* CONSIGNE ÉCRITE 1
Montrez chaque ligne des enregistrements qui contient la chaîne « framed », en tenant compte de la casse.

* EXTRAIT DU TEXTE

******************************

Le bonheur est éphémère, convoité et il faut bien souvent payer le prix fort pour pouvoir le toucher du bout des doigts. Il est donc impératif de savoir jouir de ces instants courts, rares, parfois ridicules, frivoles, sans savoir la véritable valeur qu’ils cachent et sans comprendre l’origine de leur fulgurante apparition comme lorsque Kemal, le personnage principal du Musée de l’Innocence d’Orhan Pamuk, contemple « la lente et gracieuse descente d’un foulard violet, se déployant ou se rétractant au gré du léger vent qui imprimait à sa course des mouvements capricieux de cerf-volant » et comprend peu après que cette scène de vie demeurera son souvenir le plus heureux. 

Il est ensuite nécessaire de lutter contre une mémoire capricieuse pour ancrer ces moments dans son esprit et ainsi le doter de quelques armes contre les malheurs de la vie, ces tristesses quand « un seul être vous manque, et tout est dépeuplé » (Lamartine), ces moments violents, sinueux et voraces, venant balafrer l’esprit oublieux des maigres joies qui l’ont animé, « quand le ciel bas et lourd pèse comme un couvercle ; sur l’esprit gémissant en proie aux longs ennuis ; et que de l’horizon embrassant tout le cercle ; il nous verse un jour noir plus triste que les nuits » (Baudelaire), quand on s’accroche à un compagnon d’infortune « en hurlant son songe de chagrin idiot » (Rimbaud) et que pour seule réponse il nous renvoie à la gueule une sorte de concupiscence dénuée d’amour.

Orhan Pamuk, dans ce roman de 672 pages, décrit la vie d’un trentenaire fortuné sur le point de se marier à Sibel, issue du même milieu social, quand une rencontre avec une jeune femme modeste, Füsun, bouleverse cet avenir radieux. L'irrationnel s’empare alors de la vie de Kemal et pulvérise une existence faite de calculs et de boniments.

Dans cette Turquie des années 70, Orhan Pamuk décrit avec précision la société bourgeoise stambouliote dont il a lui même fait partie, sur un arrière-fond de guerre civile entre communistes et nationalistes. Il questionne l’installation de la modernité sous l’influence de l’Europe, les évolutions des moeurs en Turquie et surtout l’épineuse question de la virginité au moment du mariage. Dans ce microcosme privilégié de plus en plus libéral, il devient à la mode de succomber aux appétits libidineux avant l’union sacrée du mariage, bien que quelques couples résistent encore en se disant que l’attente grandira d’autant leur bonheur conjugal.

******************************

(Lignes de données sur l'emplacement des objets)
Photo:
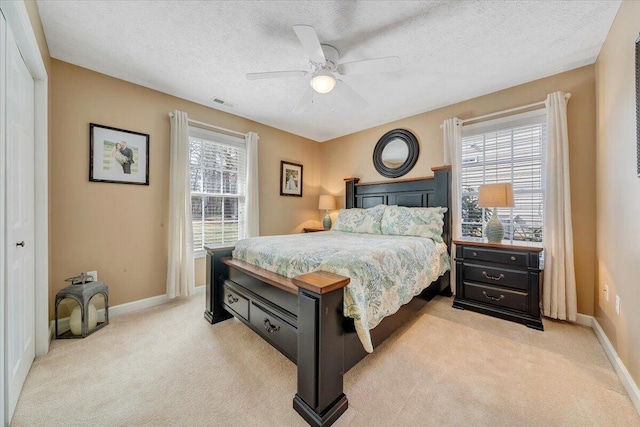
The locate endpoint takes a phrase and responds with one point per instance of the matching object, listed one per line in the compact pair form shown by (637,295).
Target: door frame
(17,19)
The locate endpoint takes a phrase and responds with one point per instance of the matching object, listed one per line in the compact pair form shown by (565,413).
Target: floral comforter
(385,271)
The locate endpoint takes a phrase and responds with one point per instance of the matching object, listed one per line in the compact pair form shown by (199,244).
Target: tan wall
(352,155)
(618,190)
(121,230)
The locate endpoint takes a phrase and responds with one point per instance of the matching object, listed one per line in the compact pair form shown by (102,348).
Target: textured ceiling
(450,50)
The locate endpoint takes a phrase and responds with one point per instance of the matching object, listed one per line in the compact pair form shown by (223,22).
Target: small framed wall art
(290,179)
(118,156)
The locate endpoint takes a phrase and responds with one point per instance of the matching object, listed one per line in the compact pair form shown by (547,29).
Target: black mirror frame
(414,151)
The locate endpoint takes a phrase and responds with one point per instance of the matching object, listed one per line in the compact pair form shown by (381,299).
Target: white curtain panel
(559,288)
(252,211)
(180,269)
(452,133)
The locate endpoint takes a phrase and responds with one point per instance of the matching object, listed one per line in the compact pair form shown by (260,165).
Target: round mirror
(396,153)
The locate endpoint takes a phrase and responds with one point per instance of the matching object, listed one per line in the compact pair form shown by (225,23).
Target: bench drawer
(276,331)
(235,302)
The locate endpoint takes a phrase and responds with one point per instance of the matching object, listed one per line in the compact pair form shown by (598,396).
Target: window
(218,188)
(509,149)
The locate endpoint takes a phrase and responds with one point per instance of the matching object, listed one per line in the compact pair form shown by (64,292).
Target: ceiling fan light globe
(323,82)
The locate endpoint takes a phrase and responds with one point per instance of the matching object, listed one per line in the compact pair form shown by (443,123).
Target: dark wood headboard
(418,192)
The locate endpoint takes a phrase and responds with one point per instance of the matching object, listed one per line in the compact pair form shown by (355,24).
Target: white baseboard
(627,380)
(117,310)
(584,320)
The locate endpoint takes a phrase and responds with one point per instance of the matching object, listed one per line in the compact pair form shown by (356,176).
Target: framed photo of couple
(118,156)
(290,179)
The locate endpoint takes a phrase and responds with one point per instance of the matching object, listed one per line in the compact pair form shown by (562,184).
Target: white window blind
(509,149)
(218,188)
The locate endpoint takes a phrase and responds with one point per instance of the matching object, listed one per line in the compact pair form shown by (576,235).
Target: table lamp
(327,202)
(495,196)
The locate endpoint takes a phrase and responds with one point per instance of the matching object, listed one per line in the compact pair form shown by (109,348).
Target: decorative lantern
(83,320)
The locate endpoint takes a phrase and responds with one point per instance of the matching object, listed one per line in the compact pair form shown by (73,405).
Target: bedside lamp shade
(327,202)
(495,196)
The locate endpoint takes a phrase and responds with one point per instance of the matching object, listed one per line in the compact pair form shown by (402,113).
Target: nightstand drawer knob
(496,278)
(492,298)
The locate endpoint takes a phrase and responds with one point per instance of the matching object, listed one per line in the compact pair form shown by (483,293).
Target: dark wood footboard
(301,317)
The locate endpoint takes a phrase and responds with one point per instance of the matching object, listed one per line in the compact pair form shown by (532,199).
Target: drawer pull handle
(496,278)
(270,327)
(492,298)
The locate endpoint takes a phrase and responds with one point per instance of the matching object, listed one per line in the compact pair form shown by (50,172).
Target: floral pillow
(423,222)
(358,220)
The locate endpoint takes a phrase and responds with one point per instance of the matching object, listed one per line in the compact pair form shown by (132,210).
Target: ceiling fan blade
(309,39)
(305,102)
(275,75)
(350,95)
(377,65)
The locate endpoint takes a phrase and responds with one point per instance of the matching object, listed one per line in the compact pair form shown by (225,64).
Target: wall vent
(222,102)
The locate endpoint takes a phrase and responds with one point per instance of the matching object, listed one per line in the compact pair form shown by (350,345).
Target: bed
(304,316)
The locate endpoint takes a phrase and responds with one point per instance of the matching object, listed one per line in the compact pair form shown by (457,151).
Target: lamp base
(326,222)
(494,229)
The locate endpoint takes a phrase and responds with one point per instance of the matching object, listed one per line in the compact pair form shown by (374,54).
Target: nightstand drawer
(497,296)
(496,276)
(492,255)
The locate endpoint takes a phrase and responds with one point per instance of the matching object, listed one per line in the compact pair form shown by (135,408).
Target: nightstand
(312,230)
(499,279)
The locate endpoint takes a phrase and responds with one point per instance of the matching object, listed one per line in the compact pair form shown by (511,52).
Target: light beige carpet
(167,366)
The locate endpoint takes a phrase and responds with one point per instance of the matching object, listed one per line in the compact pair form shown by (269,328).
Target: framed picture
(638,106)
(290,179)
(117,155)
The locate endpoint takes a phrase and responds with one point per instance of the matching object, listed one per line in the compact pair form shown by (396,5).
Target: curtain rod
(510,110)
(195,122)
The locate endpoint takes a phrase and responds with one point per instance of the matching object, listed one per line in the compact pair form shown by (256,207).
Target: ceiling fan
(323,68)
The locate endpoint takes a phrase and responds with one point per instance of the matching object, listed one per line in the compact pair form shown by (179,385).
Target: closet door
(19,310)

******************************

* CONSIGNE ÉCRITE 2
D'après l'extrait sur le roman d'Orhan Pamuk, avec qui Kemal est-il sur le point de se marier ?

* SOLUTION 1
Target: small framed wall art
Target: framed photo of couple
Target: framed picture

* SOLUTION 2
Avec Sibel, issue du même milieu social que lui.